START DATA IN THIS EXERCISE
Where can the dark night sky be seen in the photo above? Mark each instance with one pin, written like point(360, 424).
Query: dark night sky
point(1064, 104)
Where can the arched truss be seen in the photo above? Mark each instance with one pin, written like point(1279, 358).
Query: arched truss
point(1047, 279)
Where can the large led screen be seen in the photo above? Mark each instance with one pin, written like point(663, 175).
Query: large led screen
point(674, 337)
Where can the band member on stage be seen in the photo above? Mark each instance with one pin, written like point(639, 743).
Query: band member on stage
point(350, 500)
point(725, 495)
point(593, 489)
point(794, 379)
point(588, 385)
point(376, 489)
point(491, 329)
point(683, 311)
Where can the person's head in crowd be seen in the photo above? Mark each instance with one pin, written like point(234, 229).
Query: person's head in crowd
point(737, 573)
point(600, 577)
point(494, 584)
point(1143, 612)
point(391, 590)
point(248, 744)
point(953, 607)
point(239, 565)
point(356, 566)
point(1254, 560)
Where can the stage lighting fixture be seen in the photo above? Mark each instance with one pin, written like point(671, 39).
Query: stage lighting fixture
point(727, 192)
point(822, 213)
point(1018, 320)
END DATA IN THIS EXERCISE
GOAL OF THE EXERCISE >>
Every entry above should be retyped exactly as it appears.

OUTPUT FOR THIS TASK >>
Where can the dark night sky be seen in the photo above? Mark each instance with one pin, written like point(360, 424).
Query: dark night sky
point(1064, 104)
Where can the arched truss be seen in the photo above? Mark each instance with one pin, written like point(1279, 358).
Query: arched truss
point(1047, 279)
Where can the large led screen be seen in the photo above? Mark each instance with one pin, written like point(663, 175).
Query: large led screen
point(674, 337)
Where can the band member on stage be seen in the photo above? Mark each instance with one pin, written like point(639, 743).
Query: band member on stage
point(350, 500)
point(725, 495)
point(593, 489)
point(794, 379)
point(588, 385)
point(376, 489)
point(491, 329)
point(683, 311)
Where can the person's head in crowd be seen in the photo above? Mark each instance with one pin, written like point(234, 229).
Query: person's head in crowd
point(737, 573)
point(600, 577)
point(494, 584)
point(1143, 612)
point(391, 590)
point(248, 744)
point(953, 607)
point(239, 565)
point(356, 566)
point(1254, 560)
Where can the stage lighting fixture be seen in the photo above? Mark each instance with one pin, written like point(671, 39).
Query: stage lighting fixture
point(727, 192)
point(822, 213)
point(1018, 320)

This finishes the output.